§ Work to be completed:
Copy out, verbatim, the lines below, starting with the first line and going on through the line containing "left=271, top=534, right=337, bottom=706". Include both ends.
┌──
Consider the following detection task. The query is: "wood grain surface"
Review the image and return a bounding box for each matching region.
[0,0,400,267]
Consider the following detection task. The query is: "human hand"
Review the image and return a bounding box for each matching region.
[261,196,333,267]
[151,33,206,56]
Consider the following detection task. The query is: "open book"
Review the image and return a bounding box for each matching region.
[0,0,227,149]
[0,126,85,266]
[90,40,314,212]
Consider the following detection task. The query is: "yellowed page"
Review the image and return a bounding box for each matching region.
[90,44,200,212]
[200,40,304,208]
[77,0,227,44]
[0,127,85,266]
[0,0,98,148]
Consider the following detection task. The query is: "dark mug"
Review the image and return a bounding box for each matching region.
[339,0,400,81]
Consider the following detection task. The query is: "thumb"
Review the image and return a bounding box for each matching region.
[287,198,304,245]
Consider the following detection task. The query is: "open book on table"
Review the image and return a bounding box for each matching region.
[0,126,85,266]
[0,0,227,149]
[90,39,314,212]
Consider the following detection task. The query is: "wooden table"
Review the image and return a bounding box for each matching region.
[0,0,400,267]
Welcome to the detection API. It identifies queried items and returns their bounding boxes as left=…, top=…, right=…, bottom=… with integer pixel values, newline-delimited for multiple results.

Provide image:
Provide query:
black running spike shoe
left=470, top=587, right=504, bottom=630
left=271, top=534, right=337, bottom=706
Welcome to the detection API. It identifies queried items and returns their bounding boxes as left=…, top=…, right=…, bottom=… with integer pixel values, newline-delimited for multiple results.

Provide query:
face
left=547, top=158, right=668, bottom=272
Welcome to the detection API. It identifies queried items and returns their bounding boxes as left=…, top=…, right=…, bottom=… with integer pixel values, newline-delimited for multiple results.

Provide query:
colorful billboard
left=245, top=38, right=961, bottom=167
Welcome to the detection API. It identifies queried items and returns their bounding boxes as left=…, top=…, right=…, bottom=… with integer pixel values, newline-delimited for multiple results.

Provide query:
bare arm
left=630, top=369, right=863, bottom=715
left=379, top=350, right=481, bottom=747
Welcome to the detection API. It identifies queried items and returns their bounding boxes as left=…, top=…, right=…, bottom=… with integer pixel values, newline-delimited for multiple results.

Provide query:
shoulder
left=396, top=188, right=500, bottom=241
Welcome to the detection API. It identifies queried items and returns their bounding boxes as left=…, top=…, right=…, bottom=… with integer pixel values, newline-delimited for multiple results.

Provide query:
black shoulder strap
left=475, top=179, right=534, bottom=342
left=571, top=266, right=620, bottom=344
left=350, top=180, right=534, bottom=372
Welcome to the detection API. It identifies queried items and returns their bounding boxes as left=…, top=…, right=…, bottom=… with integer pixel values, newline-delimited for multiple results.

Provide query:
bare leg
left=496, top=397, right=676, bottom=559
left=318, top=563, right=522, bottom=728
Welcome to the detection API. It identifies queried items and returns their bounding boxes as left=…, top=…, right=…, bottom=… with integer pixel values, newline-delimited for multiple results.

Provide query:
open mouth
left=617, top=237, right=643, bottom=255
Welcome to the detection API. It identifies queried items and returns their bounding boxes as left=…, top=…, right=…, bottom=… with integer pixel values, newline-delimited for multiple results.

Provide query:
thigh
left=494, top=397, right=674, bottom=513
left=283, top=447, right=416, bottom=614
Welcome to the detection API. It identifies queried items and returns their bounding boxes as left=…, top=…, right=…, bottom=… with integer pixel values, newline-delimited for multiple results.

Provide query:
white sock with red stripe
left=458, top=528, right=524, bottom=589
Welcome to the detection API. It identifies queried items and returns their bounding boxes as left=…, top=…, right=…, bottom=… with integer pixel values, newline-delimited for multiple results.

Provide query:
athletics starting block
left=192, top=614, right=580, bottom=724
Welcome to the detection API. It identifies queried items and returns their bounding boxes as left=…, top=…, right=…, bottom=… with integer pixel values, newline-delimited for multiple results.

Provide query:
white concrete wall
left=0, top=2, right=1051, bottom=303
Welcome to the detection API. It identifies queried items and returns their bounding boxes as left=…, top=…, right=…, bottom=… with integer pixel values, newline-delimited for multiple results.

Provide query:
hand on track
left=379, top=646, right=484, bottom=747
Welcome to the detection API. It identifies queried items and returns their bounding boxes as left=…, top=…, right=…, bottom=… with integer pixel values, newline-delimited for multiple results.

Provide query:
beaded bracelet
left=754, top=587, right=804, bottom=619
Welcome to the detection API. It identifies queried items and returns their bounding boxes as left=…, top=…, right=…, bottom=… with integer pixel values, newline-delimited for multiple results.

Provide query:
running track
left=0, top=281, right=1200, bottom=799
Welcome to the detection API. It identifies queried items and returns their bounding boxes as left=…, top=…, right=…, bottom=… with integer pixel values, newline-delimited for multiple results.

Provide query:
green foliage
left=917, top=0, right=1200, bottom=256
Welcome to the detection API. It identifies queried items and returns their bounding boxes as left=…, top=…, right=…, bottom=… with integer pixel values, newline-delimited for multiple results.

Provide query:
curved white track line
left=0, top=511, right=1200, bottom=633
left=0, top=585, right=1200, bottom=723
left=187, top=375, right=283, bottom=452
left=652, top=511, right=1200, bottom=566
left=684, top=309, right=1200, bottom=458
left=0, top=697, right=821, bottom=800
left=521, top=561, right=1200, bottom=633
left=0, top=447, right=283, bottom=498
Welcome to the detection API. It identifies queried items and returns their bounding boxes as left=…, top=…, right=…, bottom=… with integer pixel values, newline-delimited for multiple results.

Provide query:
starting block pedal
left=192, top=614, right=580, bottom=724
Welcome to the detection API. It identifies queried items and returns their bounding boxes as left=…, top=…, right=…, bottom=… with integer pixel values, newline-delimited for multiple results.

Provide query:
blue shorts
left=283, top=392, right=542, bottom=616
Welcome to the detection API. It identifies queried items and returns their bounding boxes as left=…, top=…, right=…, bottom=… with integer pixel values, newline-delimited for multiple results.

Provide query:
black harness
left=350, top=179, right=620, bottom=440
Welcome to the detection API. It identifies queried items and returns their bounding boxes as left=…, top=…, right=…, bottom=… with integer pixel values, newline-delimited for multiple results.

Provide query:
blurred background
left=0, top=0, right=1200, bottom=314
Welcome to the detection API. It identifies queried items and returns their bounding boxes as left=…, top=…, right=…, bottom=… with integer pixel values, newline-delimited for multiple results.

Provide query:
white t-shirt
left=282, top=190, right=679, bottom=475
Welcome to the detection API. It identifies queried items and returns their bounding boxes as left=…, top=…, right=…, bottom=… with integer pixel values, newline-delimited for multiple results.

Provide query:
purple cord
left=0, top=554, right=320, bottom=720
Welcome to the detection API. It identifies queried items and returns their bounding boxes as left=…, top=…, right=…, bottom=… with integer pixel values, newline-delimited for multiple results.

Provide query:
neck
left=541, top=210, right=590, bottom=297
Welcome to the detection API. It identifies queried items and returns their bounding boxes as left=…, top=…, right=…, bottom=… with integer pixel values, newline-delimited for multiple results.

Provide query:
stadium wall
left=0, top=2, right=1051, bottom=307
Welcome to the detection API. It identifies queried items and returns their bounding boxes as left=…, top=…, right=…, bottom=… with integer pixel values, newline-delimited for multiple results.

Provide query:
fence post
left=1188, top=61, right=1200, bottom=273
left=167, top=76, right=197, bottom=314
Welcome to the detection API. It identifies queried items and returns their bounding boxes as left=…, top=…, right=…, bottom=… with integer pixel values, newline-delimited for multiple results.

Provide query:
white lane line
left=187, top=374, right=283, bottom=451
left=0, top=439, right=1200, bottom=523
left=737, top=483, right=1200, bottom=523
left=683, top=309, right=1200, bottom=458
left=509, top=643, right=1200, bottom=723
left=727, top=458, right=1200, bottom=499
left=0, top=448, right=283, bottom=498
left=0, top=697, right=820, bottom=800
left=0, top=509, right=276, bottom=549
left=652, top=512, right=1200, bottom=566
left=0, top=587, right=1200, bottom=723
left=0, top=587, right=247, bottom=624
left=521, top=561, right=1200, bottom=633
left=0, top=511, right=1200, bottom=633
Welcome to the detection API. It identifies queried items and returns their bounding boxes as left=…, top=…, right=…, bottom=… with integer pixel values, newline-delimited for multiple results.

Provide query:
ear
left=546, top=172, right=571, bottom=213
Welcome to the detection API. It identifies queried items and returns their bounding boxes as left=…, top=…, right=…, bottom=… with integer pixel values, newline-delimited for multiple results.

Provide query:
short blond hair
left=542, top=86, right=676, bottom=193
└──
§ Result of the exercise:
Consider the following detection task. The query is: "wood grain surface"
Review the image and return a bounding box for each matching region.
[0,0,400,267]
Consider the following detection task. The query is: "human hand"
Review the image and return a bounding box for each matching region.
[261,196,333,267]
[151,33,206,56]
Consider the following detection task. The query is: "open book"
Review the image and return a bounding box for each matching region.
[0,0,227,149]
[0,126,85,266]
[90,40,314,212]
Consider the following detection task. The query is: "yellowed page"
Review the image and return a bounding box for each matching region.
[90,44,200,212]
[200,40,304,208]
[77,0,227,44]
[0,127,85,266]
[0,0,98,148]
Consider the following detection task. The query is: "dark mug"
Review the image and return a bounding box for each matching region.
[339,0,400,81]
Consider the following detection task. The query is: "thumb"
Review the image and return a bounding box for each matching region.
[287,198,304,245]
Consider the following detection task. The query is: "open book on table"
Review the image and return a bounding box for each matching region.
[0,126,85,266]
[0,0,227,149]
[90,39,314,212]
Consider the following detection task. The query is: "wooden table"
Review the image and return a bounding box for each matching region.
[0,0,400,267]
Welcome to the detection API. It identifies queried items and returns their bounding boxes as left=…, top=…, right=…, bottom=… with integer pixel values, newline-delimited for multiple results.

Provide image:
Provide query:
black running spike shoe
left=470, top=587, right=504, bottom=630
left=271, top=534, right=337, bottom=706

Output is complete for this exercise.